- **Page extract**

== == ==

To sum up, Eq. (10) demonstrates the importance of feature ti on the overall RF.

$${\text{VIM}}_{i}^{{{\text{Gini}}}} = \frac{1}{n}\sum\limits_{j = 1}^{n} {{\text{VIM}}_{ji}^{{{\text{Gini}}}} } \,$$

In Eq. (10), n means the number of base classifiers in the RF.

Feature selection mainly includes four aspects. The first aspect is subset generation, the second aspect is subset evaluation, the third aspect is stop criterion, and the fourth aspect is result verification. The generation of each subset is equivalent to the search process, in which the appropriate optimal subset is selected step by step. Figure 4 refers to the process flow of feature selection.

Fig. 4
figure 4

Process flow of feature selection

At first, the filtering method selects the features of the data set, and then trains the learner. The advantage of filtering selection is that it can quickly remove useless noise. Figure 5 presents the process of filtering selection of features.

Fig. 5
figure 5

Process of filtering selection of features

The wrapping method first improves the learner, and then carries out multiple trainings. The selecting effect of this method is obviously better than that of filtering selection, but its calculation process is complex and needs a lot of time. Figure 6 depicts the working flow of the wrapping selection.

Fig. 6
figure 6

Working flow of wrapping selection

Embedding selection is obviously different from filtering selection and wrapping selection. Processes of embedding and learner training are mixed together, so they can improve the effect simultaneously. Figure 7 illustrates the working principle of embedding selection.

== == ==

- **Provided material**
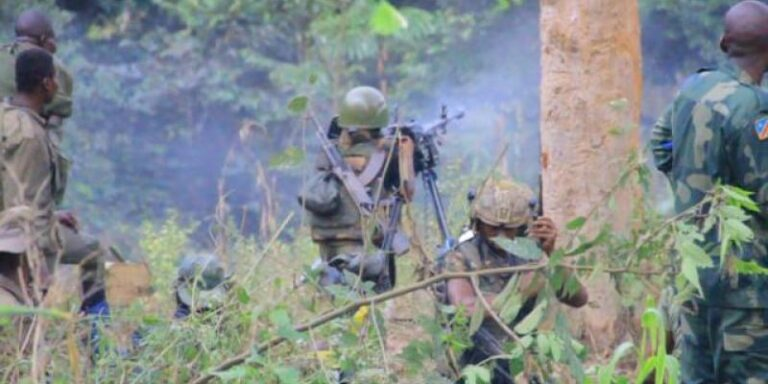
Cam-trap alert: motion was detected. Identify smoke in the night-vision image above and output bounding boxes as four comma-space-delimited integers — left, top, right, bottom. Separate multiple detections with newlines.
0, 1, 714, 249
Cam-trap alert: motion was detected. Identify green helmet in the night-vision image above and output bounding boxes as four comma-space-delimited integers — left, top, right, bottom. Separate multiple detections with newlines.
470, 180, 536, 228
339, 87, 389, 129
176, 254, 229, 310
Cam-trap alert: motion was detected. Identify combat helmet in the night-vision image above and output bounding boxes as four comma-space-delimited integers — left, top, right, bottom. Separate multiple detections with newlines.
176, 254, 229, 311
470, 180, 536, 228
338, 87, 389, 129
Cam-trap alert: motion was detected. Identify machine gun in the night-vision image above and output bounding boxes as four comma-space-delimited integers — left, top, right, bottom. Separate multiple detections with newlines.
387, 106, 464, 271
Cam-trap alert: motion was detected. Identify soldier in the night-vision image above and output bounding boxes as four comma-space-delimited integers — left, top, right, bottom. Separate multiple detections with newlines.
0, 10, 73, 139
651, 1, 768, 383
446, 180, 588, 384
173, 255, 229, 319
0, 48, 109, 330
300, 87, 415, 292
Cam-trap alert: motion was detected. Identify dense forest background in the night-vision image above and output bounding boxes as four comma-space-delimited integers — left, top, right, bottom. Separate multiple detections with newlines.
0, 0, 731, 253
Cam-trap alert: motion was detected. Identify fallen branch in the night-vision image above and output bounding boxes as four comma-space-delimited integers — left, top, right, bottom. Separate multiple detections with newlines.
191, 262, 663, 384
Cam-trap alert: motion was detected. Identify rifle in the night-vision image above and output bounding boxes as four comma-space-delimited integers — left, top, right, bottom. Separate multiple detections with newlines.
387, 106, 464, 272
312, 116, 374, 216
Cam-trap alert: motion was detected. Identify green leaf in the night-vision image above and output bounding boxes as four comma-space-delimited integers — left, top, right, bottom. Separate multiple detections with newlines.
461, 365, 491, 384
733, 259, 768, 276
721, 185, 760, 212
269, 147, 306, 169
269, 308, 303, 342
273, 367, 301, 384
369, 0, 408, 36
664, 355, 680, 384
681, 258, 704, 296
515, 300, 547, 335
0, 304, 71, 320
237, 287, 251, 304
288, 96, 309, 114
723, 219, 754, 242
469, 303, 485, 335
565, 216, 587, 231
598, 341, 635, 384
214, 365, 255, 382
677, 241, 713, 267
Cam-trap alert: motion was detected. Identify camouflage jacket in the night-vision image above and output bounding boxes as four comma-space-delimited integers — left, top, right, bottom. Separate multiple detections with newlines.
308, 131, 408, 242
0, 104, 63, 244
651, 63, 768, 308
446, 232, 536, 340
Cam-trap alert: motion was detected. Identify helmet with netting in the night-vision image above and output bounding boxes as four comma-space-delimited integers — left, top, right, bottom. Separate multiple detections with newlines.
470, 180, 536, 228
338, 87, 389, 129
176, 254, 229, 309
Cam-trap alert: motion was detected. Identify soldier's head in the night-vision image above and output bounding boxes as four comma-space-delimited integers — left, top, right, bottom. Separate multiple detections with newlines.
15, 48, 59, 104
470, 179, 536, 239
176, 254, 229, 317
338, 87, 389, 130
16, 9, 57, 54
720, 0, 768, 70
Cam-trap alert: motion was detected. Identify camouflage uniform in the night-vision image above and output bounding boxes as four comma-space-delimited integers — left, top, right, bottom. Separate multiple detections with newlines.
446, 181, 541, 384
0, 103, 105, 298
173, 254, 229, 319
651, 63, 768, 383
0, 42, 74, 205
306, 87, 413, 291
446, 234, 536, 384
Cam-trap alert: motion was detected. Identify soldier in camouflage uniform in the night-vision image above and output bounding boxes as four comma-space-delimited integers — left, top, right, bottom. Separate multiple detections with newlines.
301, 87, 415, 291
173, 254, 229, 319
0, 10, 74, 144
446, 180, 588, 384
0, 48, 109, 316
651, 1, 768, 383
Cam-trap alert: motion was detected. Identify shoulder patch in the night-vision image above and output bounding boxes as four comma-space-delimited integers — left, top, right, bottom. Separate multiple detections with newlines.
755, 116, 768, 141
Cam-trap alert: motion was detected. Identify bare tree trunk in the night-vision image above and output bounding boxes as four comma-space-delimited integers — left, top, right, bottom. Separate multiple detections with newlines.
540, 0, 642, 352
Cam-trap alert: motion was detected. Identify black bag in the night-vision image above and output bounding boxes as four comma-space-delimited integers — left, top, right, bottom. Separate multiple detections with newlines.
298, 172, 342, 216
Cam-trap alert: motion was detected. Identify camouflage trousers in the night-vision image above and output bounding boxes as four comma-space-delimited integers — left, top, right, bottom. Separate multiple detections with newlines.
45, 225, 108, 300
680, 302, 768, 384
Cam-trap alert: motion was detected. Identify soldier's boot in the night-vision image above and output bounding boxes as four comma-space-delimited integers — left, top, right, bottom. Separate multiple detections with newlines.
80, 289, 111, 361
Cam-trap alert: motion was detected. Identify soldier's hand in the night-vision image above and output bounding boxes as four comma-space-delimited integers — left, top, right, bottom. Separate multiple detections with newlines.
528, 217, 557, 255
56, 211, 80, 232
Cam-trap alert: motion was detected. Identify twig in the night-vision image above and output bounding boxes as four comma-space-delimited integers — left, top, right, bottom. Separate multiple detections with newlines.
191, 264, 546, 384
191, 263, 664, 384
369, 303, 392, 377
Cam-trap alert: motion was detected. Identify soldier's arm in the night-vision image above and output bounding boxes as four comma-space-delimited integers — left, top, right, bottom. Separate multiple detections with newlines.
446, 251, 496, 317
651, 106, 673, 173
2, 132, 51, 208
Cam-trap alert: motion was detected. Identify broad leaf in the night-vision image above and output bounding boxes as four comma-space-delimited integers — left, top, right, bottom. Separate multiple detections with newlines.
515, 300, 547, 335
288, 96, 309, 114
461, 365, 491, 384
370, 0, 408, 36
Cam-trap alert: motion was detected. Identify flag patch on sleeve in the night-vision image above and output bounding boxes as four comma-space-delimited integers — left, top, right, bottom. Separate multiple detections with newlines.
755, 117, 768, 141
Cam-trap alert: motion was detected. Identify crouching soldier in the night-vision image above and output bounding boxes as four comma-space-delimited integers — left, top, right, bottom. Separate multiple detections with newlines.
446, 180, 587, 384
173, 255, 231, 320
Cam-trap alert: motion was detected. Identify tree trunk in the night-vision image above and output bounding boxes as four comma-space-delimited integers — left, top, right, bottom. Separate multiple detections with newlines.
540, 0, 642, 352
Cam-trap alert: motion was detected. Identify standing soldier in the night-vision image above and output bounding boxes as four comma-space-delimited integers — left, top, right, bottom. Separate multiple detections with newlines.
651, 1, 768, 383
300, 87, 415, 292
0, 48, 109, 337
0, 10, 73, 140
446, 180, 588, 384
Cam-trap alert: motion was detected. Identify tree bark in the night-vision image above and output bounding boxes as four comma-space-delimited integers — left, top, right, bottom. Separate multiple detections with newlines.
540, 0, 642, 351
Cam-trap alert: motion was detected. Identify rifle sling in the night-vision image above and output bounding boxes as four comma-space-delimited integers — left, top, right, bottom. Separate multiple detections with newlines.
357, 149, 387, 186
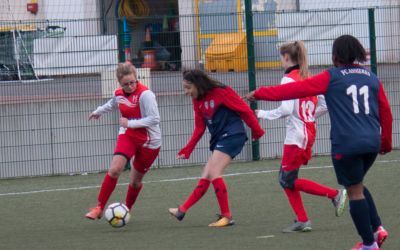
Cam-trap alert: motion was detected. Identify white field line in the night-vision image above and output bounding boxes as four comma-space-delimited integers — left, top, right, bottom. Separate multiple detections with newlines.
0, 160, 400, 197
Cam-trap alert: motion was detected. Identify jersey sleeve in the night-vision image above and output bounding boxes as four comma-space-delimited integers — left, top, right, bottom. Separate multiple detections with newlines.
128, 90, 160, 128
378, 83, 393, 153
257, 76, 294, 120
254, 70, 330, 101
315, 95, 328, 118
257, 100, 294, 120
178, 99, 206, 159
222, 86, 265, 140
93, 95, 118, 115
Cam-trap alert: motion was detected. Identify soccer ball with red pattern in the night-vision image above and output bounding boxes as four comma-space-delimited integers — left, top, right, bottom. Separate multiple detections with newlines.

== == ==

- **Exercises**
1. In the feature selection text, what does n stand for in Eq. (10)?
2. List the four aspects of feature selection named in the feature selection text.
3. Continue the feature selection text from its last sentence.
The rows have no connection to the feature selection text.

- **Task-by-task answers**
1. The number of base classifiers in the RF.

2. Subset generation, subset evaluation, stop criterion, result verification

3.
Fig. 7
figure 7

Working principle of embedding selection

2.2 Particle swarm optimization algorithm

PSO is a heuristic swarm intelligence algorithm proposed by Dr. Eberhart and Dr. Kennedy in 1995 to simulate bird predation behavior. It is assumed there are different food sources in a region, and the task of birds is to find the largest food source (global optimal solution). Throughout the search, birds communicate information about each other's location so that other birds know where the food comes from. Finally, the entire bird swarm can gather around the largest food source, where the optimal solution is found, and the problem converges. The specific strategies are as follows:

Firstly, each bird sets out randomly in one direction to find a food source.

Secondly, each bird shares the optimal food source and food stock found by itself to the bird group after flying for one minute, and then calculates the optimal position of the group to find the optimal food source.

Thirdly, each bird looks back on its path, considering its optimal location and group optimal location to determine the next direction.

Fourthly, if every bird is near the same food source, they should stop looking, otherwise continue to repeat the second and third steps.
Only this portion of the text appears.